(Box annotations for photos)
──────────────────────────────
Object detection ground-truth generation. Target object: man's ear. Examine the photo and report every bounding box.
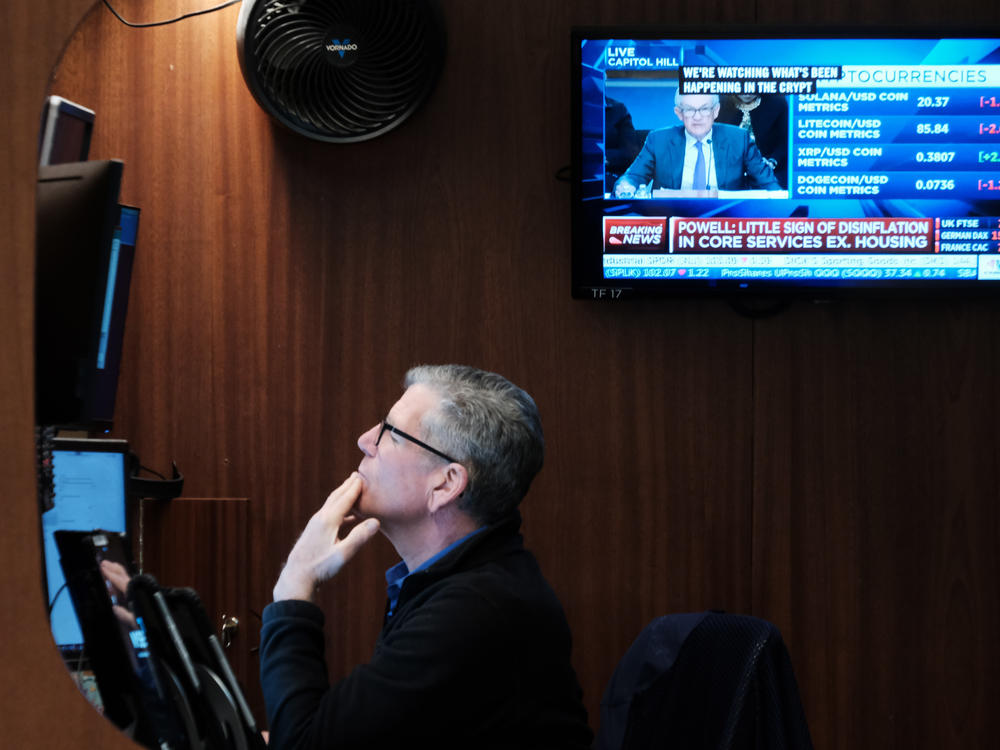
[428,462,469,513]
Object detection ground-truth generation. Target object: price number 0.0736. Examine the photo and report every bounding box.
[913,179,955,190]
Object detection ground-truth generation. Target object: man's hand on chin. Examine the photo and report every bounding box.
[273,472,379,601]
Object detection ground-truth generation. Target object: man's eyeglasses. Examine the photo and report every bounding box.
[375,419,461,464]
[677,104,716,117]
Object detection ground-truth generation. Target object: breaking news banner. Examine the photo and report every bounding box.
[668,216,935,254]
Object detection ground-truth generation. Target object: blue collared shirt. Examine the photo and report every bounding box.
[385,526,486,617]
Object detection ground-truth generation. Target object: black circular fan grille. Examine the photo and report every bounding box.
[237,0,445,142]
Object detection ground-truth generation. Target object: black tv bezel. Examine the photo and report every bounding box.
[569,24,1000,302]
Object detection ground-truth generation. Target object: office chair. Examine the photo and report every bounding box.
[595,612,813,750]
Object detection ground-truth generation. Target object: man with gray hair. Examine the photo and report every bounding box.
[260,365,593,750]
[614,89,781,198]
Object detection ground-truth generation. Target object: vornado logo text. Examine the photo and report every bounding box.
[604,216,667,253]
[326,39,358,57]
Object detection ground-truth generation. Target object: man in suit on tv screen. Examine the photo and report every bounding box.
[614,90,782,198]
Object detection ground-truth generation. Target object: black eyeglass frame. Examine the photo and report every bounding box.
[375,419,462,464]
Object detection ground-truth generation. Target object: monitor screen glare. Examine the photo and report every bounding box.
[42,441,126,652]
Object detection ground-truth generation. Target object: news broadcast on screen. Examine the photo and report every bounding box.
[573,29,1000,297]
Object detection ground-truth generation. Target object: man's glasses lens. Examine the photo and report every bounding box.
[375,419,461,464]
[680,104,715,117]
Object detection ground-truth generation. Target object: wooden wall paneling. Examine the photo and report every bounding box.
[753,302,1000,748]
[134,497,264,726]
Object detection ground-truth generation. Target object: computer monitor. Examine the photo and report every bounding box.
[42,438,128,661]
[35,160,138,432]
[38,96,95,167]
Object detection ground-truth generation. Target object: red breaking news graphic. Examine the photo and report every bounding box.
[664,216,935,253]
[604,216,667,253]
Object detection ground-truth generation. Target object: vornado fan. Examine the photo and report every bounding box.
[236,0,445,143]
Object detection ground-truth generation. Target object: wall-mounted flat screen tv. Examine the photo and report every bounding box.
[571,27,1000,299]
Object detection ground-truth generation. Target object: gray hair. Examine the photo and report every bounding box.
[661,86,720,107]
[404,365,545,524]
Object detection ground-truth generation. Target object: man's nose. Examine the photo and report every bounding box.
[358,425,379,456]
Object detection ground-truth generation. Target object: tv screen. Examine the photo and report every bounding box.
[571,27,1000,299]
[35,160,139,431]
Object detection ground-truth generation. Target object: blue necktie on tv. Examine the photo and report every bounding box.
[694,141,708,190]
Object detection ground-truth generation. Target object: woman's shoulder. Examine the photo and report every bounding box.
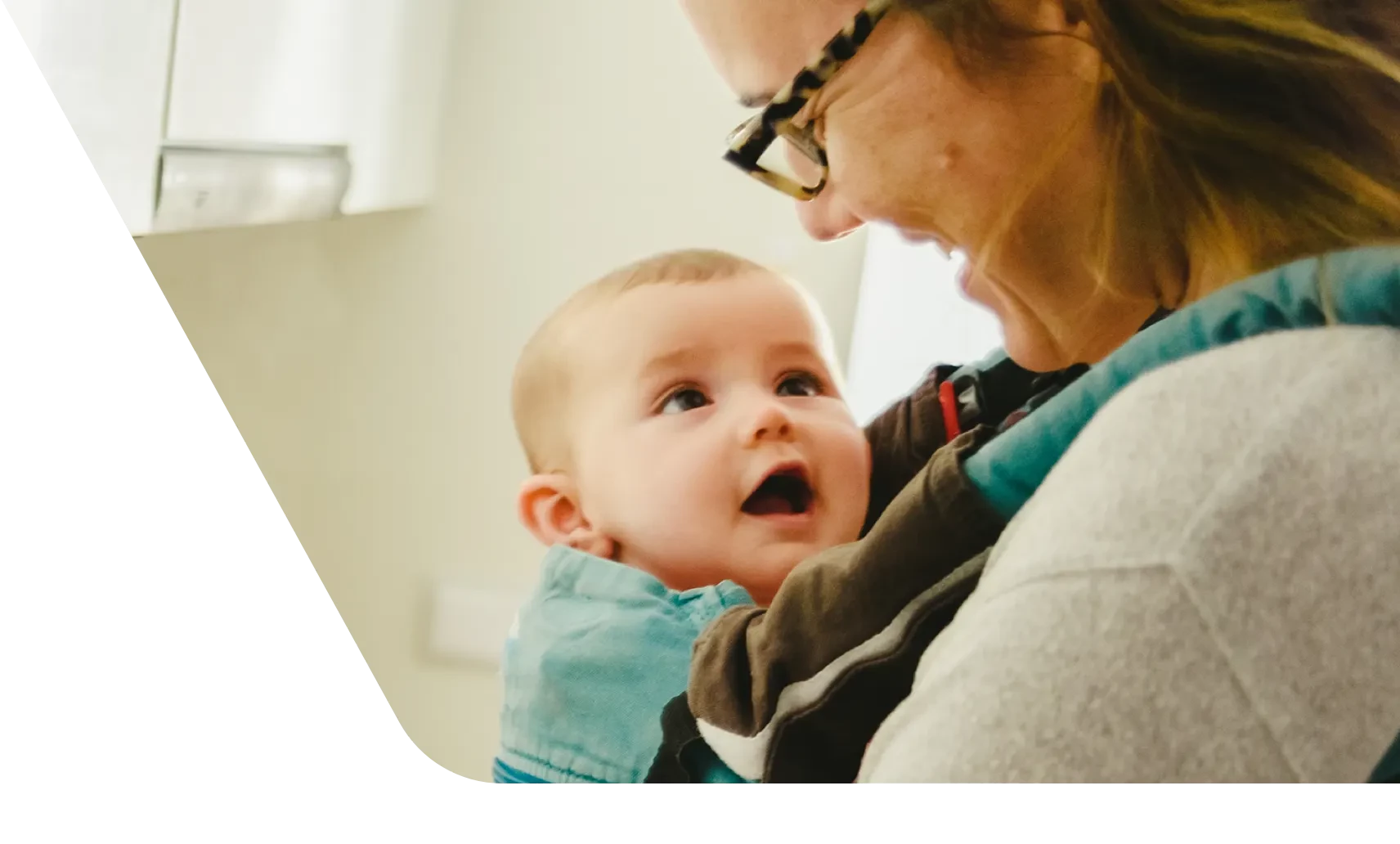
[871,327,1400,783]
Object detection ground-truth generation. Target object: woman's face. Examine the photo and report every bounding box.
[683,0,1155,371]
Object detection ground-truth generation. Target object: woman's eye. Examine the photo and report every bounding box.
[661,388,710,413]
[777,374,822,397]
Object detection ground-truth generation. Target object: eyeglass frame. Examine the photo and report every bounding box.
[724,0,895,201]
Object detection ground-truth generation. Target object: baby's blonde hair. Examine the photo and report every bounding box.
[511,249,774,474]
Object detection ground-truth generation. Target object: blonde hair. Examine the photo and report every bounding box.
[511,249,770,473]
[903,0,1400,307]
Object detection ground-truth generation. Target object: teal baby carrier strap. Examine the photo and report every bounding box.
[965,246,1400,785]
[965,246,1400,519]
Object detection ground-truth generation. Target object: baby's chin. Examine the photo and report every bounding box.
[729,545,823,606]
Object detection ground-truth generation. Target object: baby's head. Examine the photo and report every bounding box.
[513,250,869,604]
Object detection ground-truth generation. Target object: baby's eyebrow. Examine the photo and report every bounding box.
[641,348,700,379]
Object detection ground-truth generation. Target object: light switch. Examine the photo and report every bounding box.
[429,584,525,667]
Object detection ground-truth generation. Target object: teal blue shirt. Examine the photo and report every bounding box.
[493,545,753,785]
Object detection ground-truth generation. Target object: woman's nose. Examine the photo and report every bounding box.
[796,185,865,240]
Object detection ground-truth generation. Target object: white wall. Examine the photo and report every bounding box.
[137,0,863,781]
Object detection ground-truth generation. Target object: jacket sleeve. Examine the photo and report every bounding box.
[648,427,1004,783]
[861,364,958,536]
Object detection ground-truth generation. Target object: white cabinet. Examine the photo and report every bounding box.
[0,0,458,236]
[0,0,175,234]
[165,0,455,221]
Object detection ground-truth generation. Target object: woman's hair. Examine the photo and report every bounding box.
[902,0,1400,307]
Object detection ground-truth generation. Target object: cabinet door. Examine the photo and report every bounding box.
[0,0,175,236]
[165,0,356,147]
[167,0,458,213]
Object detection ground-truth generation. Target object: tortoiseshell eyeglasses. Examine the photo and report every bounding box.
[724,0,895,201]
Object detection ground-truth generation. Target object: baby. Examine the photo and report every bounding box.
[493,250,871,783]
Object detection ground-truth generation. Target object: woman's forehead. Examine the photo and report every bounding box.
[682,0,864,106]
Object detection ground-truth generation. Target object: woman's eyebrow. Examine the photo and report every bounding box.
[739,92,777,108]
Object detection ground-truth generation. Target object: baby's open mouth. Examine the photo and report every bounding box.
[742,469,812,515]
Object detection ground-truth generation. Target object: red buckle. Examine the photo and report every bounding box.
[938,381,962,442]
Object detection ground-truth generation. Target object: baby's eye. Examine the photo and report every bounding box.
[777,372,823,397]
[661,386,710,413]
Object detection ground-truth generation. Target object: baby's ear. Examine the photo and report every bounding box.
[515,474,584,545]
[518,474,617,560]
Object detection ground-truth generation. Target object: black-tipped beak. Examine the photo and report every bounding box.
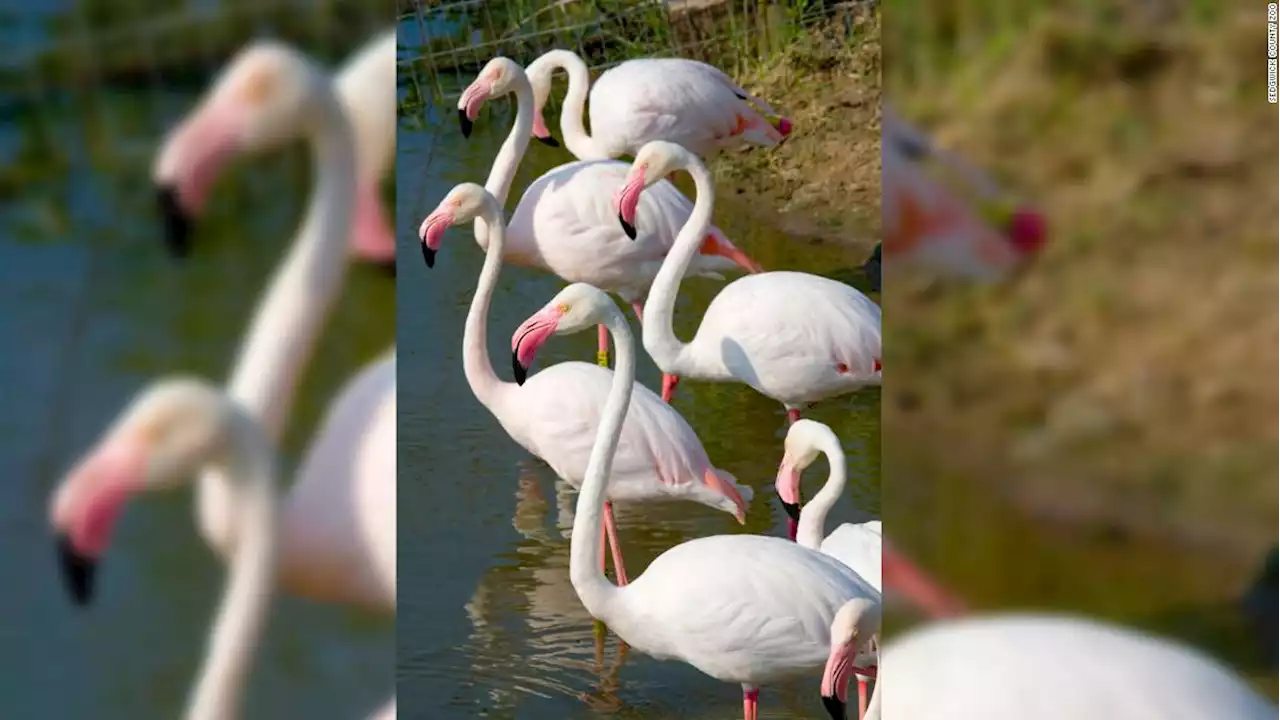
[156,186,191,260]
[58,534,97,606]
[511,352,529,386]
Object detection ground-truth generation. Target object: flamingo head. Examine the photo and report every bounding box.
[151,41,337,258]
[822,597,881,720]
[417,182,502,268]
[773,419,840,541]
[511,283,618,384]
[613,140,701,240]
[525,50,559,147]
[458,55,525,137]
[50,378,237,605]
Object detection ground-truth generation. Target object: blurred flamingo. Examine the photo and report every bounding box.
[419,183,753,584]
[867,614,1280,720]
[880,106,1046,286]
[614,141,881,412]
[822,597,881,720]
[152,41,396,612]
[450,58,760,400]
[50,378,276,720]
[512,283,879,720]
[526,50,791,161]
[334,28,396,273]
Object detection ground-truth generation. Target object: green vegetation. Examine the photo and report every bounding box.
[884,0,1280,559]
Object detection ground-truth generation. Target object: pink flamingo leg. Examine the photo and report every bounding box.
[600,502,627,587]
[595,325,609,368]
[742,685,760,720]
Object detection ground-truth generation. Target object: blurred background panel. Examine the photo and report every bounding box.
[883,0,1280,697]
[396,0,881,720]
[0,0,394,719]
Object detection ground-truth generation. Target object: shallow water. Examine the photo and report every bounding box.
[0,35,394,720]
[397,61,879,720]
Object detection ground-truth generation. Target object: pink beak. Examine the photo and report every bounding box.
[511,307,562,384]
[613,169,644,240]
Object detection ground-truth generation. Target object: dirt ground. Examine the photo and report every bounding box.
[719,8,1280,555]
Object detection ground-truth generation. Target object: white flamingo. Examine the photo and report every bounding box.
[526,50,791,161]
[512,283,879,720]
[50,378,276,720]
[419,183,753,584]
[822,597,881,720]
[154,42,396,612]
[867,614,1280,720]
[448,58,760,400]
[774,419,966,620]
[334,28,396,272]
[614,141,881,409]
[876,108,1046,282]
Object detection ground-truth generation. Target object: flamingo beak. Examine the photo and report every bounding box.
[613,168,644,240]
[511,306,564,386]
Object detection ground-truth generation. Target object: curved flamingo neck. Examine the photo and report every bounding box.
[197,85,356,556]
[462,195,516,413]
[796,433,847,550]
[543,50,613,160]
[187,414,278,720]
[640,152,728,379]
[568,301,636,623]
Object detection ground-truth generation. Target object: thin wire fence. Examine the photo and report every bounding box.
[397,0,876,114]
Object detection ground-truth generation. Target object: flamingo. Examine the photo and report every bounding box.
[880,108,1046,286]
[867,614,1280,720]
[614,141,881,409]
[334,27,396,273]
[419,183,753,584]
[822,597,881,720]
[526,50,791,161]
[50,377,276,720]
[450,58,760,400]
[512,283,879,720]
[152,41,396,614]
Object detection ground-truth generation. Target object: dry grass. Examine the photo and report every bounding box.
[884,12,1280,552]
[717,14,881,260]
[721,5,1280,553]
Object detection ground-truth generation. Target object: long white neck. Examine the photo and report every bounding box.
[186,418,276,720]
[568,302,636,623]
[640,152,728,379]
[541,50,613,160]
[198,85,356,556]
[796,434,846,550]
[462,199,515,413]
[476,67,534,219]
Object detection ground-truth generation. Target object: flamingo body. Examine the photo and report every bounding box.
[691,270,881,410]
[588,58,790,159]
[494,361,753,514]
[282,350,396,602]
[501,160,737,302]
[820,520,883,592]
[602,536,879,685]
[880,609,1280,720]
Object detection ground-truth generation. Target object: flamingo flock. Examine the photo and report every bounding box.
[37,20,1276,720]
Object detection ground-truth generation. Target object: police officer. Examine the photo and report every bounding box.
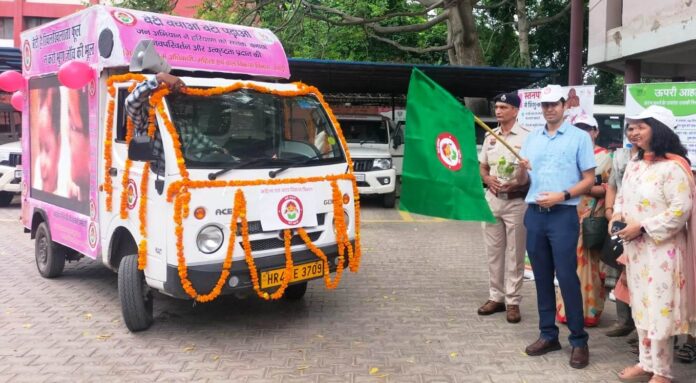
[478,93,529,323]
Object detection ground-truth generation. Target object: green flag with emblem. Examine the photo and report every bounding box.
[399,69,495,222]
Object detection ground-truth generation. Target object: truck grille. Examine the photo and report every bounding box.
[239,231,323,251]
[231,214,326,236]
[353,160,373,172]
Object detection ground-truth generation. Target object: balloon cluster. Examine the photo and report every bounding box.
[0,60,94,111]
[0,70,26,111]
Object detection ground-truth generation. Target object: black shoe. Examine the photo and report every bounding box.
[570,346,590,368]
[524,338,561,356]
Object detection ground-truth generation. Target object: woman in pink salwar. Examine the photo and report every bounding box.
[610,106,696,383]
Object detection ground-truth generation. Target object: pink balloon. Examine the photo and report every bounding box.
[10,90,24,112]
[0,70,26,92]
[58,60,94,89]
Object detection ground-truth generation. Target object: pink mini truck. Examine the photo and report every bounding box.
[21,6,360,331]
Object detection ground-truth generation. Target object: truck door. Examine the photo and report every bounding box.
[389,121,406,176]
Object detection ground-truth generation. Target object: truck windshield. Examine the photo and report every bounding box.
[167,89,345,168]
[339,119,389,144]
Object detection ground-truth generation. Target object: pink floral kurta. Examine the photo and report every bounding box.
[614,160,692,339]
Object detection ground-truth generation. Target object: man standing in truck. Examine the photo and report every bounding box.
[478,93,529,323]
[125,72,224,174]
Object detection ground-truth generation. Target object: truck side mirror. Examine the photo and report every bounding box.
[128,136,156,161]
[392,134,403,149]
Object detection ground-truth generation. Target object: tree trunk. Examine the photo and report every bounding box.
[447,0,486,66]
[516,0,532,68]
[447,0,490,116]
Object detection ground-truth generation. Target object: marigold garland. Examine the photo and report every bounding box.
[107,74,361,302]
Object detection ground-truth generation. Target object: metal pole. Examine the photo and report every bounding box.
[568,0,584,85]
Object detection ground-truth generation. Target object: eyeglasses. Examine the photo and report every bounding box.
[541,101,561,108]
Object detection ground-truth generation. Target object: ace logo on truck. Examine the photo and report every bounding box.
[278,195,302,225]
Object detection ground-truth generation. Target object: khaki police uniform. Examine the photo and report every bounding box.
[479,123,529,305]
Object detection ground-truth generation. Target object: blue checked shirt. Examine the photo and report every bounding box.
[125,78,221,174]
[520,122,597,206]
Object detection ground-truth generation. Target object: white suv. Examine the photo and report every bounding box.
[337,115,396,207]
[0,141,22,206]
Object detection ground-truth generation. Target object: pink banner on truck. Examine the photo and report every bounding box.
[22,6,290,78]
[106,8,290,78]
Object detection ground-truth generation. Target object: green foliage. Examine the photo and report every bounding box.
[118,0,179,13]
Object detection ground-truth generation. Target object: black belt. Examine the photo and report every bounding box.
[491,190,527,199]
[529,203,577,213]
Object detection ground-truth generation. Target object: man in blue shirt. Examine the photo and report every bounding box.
[517,85,596,368]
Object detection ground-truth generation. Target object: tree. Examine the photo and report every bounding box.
[118,0,179,13]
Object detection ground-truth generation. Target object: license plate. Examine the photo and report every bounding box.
[261,261,324,289]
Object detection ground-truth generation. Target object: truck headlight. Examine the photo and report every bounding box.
[332,209,350,234]
[196,225,225,254]
[372,158,391,170]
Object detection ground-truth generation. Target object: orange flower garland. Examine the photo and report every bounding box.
[102,74,361,302]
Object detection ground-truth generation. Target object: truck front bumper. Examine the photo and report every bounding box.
[159,241,355,299]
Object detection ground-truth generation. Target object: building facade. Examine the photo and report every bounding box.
[587,0,696,83]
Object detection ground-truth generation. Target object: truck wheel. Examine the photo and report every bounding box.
[382,191,396,208]
[118,254,153,332]
[34,222,66,278]
[283,282,307,301]
[0,192,14,207]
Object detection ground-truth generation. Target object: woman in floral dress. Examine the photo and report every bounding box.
[556,115,611,327]
[610,106,696,383]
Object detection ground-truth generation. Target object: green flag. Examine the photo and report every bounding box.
[399,69,495,222]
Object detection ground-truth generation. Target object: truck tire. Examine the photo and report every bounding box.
[34,222,67,278]
[382,191,396,208]
[0,192,14,207]
[118,254,154,332]
[283,282,307,301]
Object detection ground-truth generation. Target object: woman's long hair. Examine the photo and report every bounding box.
[638,118,691,163]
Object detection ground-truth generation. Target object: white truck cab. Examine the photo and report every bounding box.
[21,5,362,331]
[0,141,22,206]
[337,114,401,208]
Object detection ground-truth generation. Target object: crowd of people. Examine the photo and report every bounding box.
[478,85,696,383]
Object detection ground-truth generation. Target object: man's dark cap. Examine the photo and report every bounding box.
[493,93,520,108]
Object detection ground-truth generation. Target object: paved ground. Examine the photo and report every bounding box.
[0,195,696,383]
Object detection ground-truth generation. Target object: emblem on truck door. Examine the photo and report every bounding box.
[127,179,138,210]
[278,195,303,226]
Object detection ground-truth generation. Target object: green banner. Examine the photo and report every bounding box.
[399,69,495,222]
[628,82,696,117]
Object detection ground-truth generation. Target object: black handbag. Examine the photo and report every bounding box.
[599,236,623,270]
[582,202,609,249]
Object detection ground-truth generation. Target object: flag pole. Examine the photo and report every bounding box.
[474,115,522,161]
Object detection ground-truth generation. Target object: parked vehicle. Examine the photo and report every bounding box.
[0,141,22,207]
[21,5,360,331]
[337,115,396,208]
[593,104,624,150]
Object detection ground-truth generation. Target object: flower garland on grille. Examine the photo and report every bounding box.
[107,74,361,302]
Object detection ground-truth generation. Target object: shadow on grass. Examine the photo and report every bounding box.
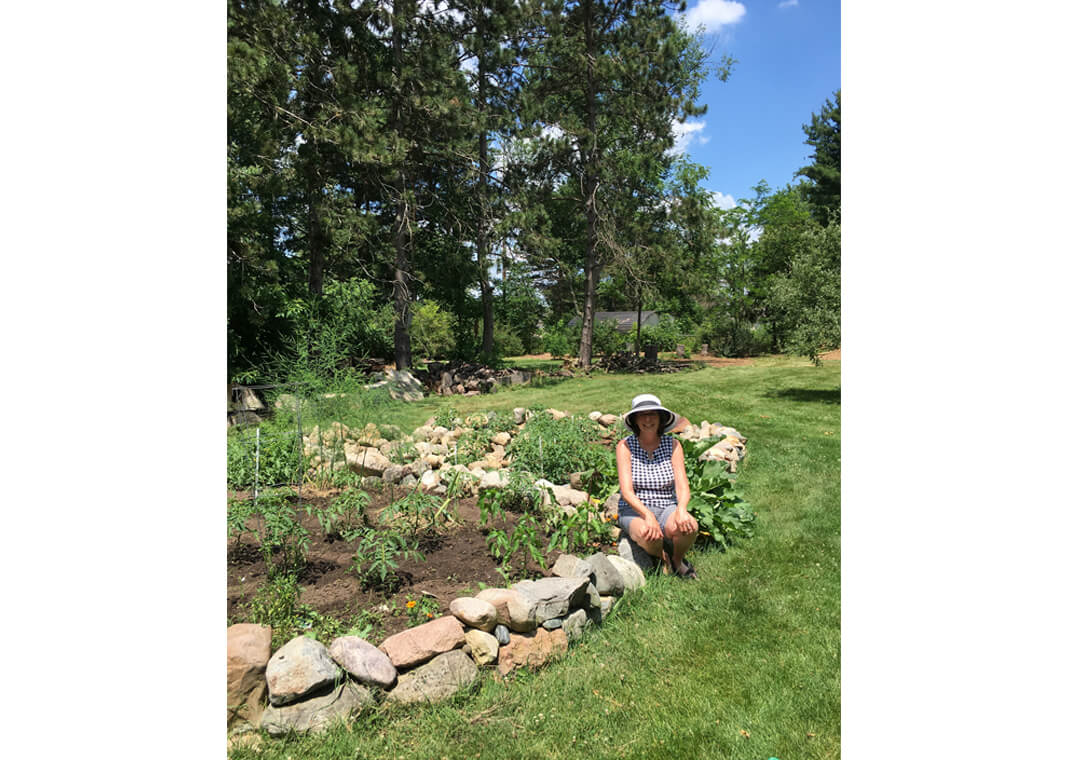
──────────────────────────────
Turn everything from the line containing "object: black shoe." down to the line containing "[614,160,692,339]", both ends included, into a JSON list of strings. Use one string per line and skip any blank lines.

[
  "Object detection ground-truth generation. Target object: black shoe. Examine the photo and report every bounding box.",
  "[570,346,590,368]",
  "[524,338,561,356]",
  "Object detection ground-truth generation. Target object: woman in pink salwar. Examine the photo and report every bounding box.",
  "[610,106,696,383]",
  "Object detection ground-truth generation. Target object: pink balloon. Examine the photo and report every bounding box.",
  "[10,90,24,112]",
  "[0,70,26,92]",
  "[58,60,94,89]",
  "Object detection ground-truth generation. Target object: pink mini truck. Examine the photo and report every bounding box.",
  "[21,6,360,331]",
  "Object detection ground-truth generation. Target object: truck door. Examine the photo and report every bounding box.",
  "[389,121,406,176]",
  "Object detection ground-truth generation. Target object: truck windshield. Examine the photo and report every bounding box.",
  "[167,89,345,168]",
  "[339,119,389,144]",
  "Object detection ground-truth generation. Target object: pink floral kurta. Examine the photo and report every bounding box.",
  "[614,160,692,339]"
]